* [目的] 以下のエントリから、「white」という語を含む行をすべて抜き出して書き写すこと。

* [提示情報]
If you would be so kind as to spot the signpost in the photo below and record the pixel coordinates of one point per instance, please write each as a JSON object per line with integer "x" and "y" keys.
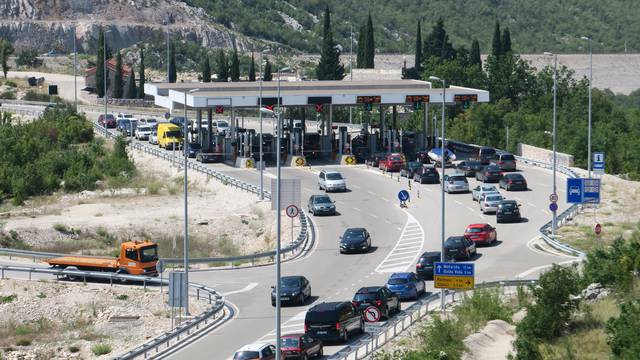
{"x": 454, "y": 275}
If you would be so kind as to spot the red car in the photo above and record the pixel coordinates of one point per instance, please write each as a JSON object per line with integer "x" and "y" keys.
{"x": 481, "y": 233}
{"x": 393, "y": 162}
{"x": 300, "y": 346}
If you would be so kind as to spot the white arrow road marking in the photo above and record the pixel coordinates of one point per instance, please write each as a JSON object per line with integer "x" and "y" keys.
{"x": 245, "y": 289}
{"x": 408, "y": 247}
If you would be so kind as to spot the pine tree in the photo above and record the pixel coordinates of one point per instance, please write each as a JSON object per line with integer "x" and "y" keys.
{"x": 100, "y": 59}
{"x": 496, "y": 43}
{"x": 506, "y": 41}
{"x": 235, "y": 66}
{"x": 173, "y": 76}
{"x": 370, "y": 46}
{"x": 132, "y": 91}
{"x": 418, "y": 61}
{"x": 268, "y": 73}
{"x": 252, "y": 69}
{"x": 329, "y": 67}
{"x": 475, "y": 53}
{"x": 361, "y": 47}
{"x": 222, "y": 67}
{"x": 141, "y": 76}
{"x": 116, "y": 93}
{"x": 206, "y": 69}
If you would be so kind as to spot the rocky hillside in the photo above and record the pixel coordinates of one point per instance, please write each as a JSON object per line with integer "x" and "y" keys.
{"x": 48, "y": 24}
...
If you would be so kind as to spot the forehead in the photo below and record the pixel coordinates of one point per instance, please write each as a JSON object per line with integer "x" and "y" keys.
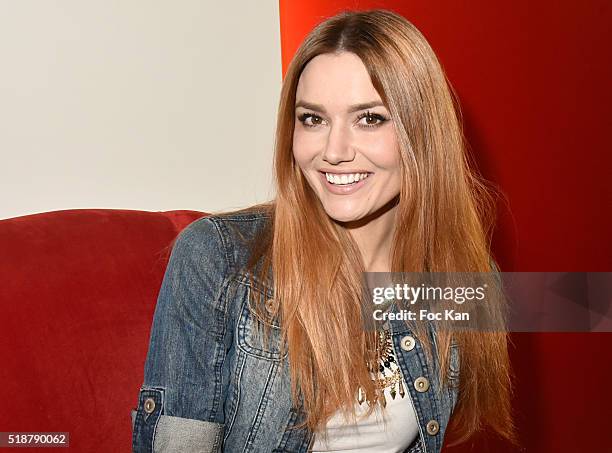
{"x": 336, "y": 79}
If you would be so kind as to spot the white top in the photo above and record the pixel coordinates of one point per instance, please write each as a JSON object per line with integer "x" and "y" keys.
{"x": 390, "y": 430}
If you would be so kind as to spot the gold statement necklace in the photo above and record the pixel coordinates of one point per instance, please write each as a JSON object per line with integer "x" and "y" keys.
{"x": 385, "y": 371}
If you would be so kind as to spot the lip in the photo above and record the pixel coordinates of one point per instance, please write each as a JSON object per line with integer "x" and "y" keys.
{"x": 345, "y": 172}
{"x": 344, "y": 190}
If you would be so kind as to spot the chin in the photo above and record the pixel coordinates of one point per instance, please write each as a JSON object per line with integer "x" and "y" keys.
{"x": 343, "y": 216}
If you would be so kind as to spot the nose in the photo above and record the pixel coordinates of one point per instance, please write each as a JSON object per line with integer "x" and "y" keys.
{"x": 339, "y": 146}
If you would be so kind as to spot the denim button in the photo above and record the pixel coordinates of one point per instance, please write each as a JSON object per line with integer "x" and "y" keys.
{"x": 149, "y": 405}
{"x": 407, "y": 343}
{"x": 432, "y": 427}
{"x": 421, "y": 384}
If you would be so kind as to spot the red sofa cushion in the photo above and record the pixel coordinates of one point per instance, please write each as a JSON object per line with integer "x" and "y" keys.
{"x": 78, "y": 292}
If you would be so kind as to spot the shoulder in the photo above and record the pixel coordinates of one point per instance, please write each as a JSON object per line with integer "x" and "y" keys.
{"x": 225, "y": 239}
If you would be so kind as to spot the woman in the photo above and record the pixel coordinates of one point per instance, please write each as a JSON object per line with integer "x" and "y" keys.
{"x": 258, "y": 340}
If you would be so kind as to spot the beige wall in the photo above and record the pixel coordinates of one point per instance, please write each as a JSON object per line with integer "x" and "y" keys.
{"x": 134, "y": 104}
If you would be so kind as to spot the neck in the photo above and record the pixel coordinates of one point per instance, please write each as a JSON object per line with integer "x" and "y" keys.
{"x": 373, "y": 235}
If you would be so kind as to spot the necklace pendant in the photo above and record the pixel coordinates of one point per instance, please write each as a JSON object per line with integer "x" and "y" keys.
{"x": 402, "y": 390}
--
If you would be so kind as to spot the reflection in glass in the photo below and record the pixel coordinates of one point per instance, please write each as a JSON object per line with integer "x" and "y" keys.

* [回答]
If you would be so kind as to spot the white arrow road marking in the photo above and record the pixel coordinates of one point per instance, please write each as a JSON object per line with integer "x" and "y" keys.
If you would be so kind as to spot the white top in the photo above and record the pixel coordinates of one point per instance, please write each as a JSON object per line with integer "x" and "y" keys.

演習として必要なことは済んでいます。